Для Эфроса интеллигентность была едва ли не главным достоинством человека. Он болел терзаниями этой прослойки издавна.

Розовские мальчики были цельней и честнее многих упорядоченных послушанием взрослых. Они были интеллигентки.

Для Эфроса интеллигентность была едва ли не главным достоинством человека. Антиподов ей он называл жлобами. Видел, что они торжествуют, никогда не уступал им. Сражался как мог.

У Эфроса Отелло — в очках.

 — Ну и что, что черный, — говорил он. — Поль Робсон тоже негр. Ну и что же, что военный. Вершинин в «Трех сестрах» тоже военный. Но ведь интеллигент! А Отелло и военачальник к тому же. Значит, не махал шашкой, сидел над картами…

В телефильме «Несколько слов в честь господина де Мольера» интеллигент — Мольер. И еще один интеллигент — слуга Дон Жуана, Сганарель. Обе эти роли играл необузданный интеллигент — Любимов.

И Мольеру и Сганарелю невыносимо, когда бьют. Пусть не его, пусть другого. Обоим был чужд ненасытно разрушительный Дон Жуан. Страшны нагло-величественные хозяева жизни — король, святоши. Страшна и отвратительна была власть. Власть над художником. Рабство Мольера и Сганареля Эфрос мог понять и простить. Но надменного насилия над человеком (думаю — и страны над страной) ни простить, ни оправдать не мог.

Этот телевизионный фильм о Мольере был и о Любимове, и о Ефремове, о себе самом, и о Высоцком, и об Окуджаве, и о тех, тогда еще никому не известных композиторах, писателях, актерах, которые появились много позже. Или не появились, то есть не смогли осуществить свои задушенные дарования. Да, чуть не забылось: фильм этот и о тех, которые исчезли с лица земли, забытые тут же даже близкими людьми, — я говорю о Сганареле, о бесчисленных Сганарелях, униженных, получавших пощечины, на которые не вправе были ответить.

В каждой работе Эфроса было видно, что волновало его в эту полосу жизни. Не потому ли поражавшие нас спектакли он ставил так быстро — скорей выкричаться, освободиться от этой сегодняшней боли.

Человек редкого дара, Эфрос и сам был заражен свойствами души интеллигента — жаждой работы и чужеродностью верхам, управляющим театральными делами. Пользуясь этой его жаждой работать, они (правящие) сумели вовлечь его в поспешное осуществление своих начальственных планов. И тем подвергли его тяжким испытаниям. У них были свои планы, у него — свои, творческие. Возможно, было и что-нибудь иное. Тайна дара укрыта от нас тайной человеческой натуры. Знаю только, что он хотел одного — работать и верил, что только работа спасительна — и для него, и для других.

================================

◆ **Что нужно сделать**: Перепишите отрывок текста об Эфросе от слов "У Эфроса Отелло — в очках." до слов "ни простить, ни оправдать не мог." включительно, заменив слово "интеллигент" на "человек культуры". Записи взяты из другого источника.

◆ **Предоставленные записи**:
================================

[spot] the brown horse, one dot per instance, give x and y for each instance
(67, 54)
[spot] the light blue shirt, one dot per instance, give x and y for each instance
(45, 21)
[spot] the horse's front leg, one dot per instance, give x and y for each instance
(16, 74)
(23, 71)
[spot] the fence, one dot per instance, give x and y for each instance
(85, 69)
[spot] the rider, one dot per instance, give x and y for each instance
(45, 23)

================================

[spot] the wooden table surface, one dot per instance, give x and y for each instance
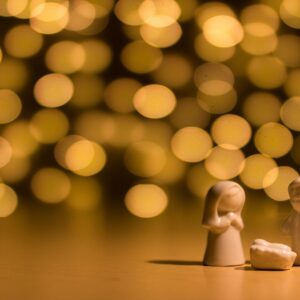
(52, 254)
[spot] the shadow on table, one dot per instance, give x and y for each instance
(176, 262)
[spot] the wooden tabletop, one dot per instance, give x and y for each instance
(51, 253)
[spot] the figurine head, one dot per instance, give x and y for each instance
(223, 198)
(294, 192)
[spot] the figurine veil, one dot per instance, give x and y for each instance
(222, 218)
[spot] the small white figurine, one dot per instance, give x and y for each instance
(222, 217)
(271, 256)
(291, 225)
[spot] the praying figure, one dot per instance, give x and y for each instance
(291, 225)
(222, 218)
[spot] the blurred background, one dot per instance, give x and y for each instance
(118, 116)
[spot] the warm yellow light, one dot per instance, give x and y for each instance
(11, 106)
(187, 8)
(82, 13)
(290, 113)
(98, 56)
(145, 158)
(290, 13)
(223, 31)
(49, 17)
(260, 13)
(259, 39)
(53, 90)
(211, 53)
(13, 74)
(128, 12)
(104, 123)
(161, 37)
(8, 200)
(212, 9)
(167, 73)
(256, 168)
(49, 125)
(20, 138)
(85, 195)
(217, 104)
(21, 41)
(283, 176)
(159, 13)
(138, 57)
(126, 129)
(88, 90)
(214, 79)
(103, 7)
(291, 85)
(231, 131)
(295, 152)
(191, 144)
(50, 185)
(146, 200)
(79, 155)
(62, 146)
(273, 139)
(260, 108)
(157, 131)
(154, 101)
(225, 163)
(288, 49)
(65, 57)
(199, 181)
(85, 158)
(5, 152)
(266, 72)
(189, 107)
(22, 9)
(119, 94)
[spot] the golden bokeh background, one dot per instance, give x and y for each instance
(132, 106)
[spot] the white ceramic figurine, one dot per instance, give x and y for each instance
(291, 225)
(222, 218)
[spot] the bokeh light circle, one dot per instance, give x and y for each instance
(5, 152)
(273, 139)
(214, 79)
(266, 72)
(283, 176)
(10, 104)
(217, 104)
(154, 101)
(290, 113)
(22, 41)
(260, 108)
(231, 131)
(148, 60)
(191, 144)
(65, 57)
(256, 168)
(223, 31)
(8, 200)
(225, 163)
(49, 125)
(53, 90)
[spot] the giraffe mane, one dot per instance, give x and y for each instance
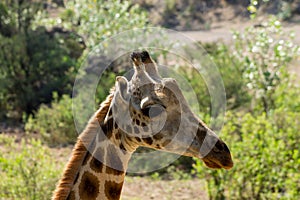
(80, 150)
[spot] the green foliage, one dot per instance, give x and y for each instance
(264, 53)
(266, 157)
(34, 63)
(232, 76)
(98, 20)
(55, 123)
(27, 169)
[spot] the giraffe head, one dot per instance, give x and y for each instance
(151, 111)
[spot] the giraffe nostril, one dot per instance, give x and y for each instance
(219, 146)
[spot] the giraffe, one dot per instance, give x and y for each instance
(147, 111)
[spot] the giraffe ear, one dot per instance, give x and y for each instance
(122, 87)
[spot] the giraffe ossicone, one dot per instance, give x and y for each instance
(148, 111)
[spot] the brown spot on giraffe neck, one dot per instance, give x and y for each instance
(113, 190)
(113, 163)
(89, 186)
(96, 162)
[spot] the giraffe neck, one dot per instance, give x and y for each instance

================================

◆ **Результат**:
У Эфроса Отелло — в очках.

 — Ну и что, что черный, — говорил он. — Поль Робсон тоже негр. Ну и что же, что военный. Вершинин в «Трех сестрах» тоже военный. Но ведь человек культуры! А Отелло и военачальник к тому же. Значит, не махал шашкой, сидел над картами…

В телефильме «Несколько слов в честь господина де Мольера» человек культуры — Мольер. И еще один человек культуры — слуга Дон Жуана, Сганарель. Обе эти роли играл необузданный человек культуры — Любимов.

И Мольеру и Сганарелю невыносимо, когда бьют. Пусть не его, пусть другого. Обоим был чужд ненасытно разрушительный Дон Жуан. Страшны нагло-величественные хозяева жизни — король, святоши. Страшна и отвратительна была власть. Власть над художником. Рабство Мольера и Сганареля Эфрос мог понять и простить. Но надменного насилия над человеком (думаю — и страны над страной) ни простить, ни оправдать не мог.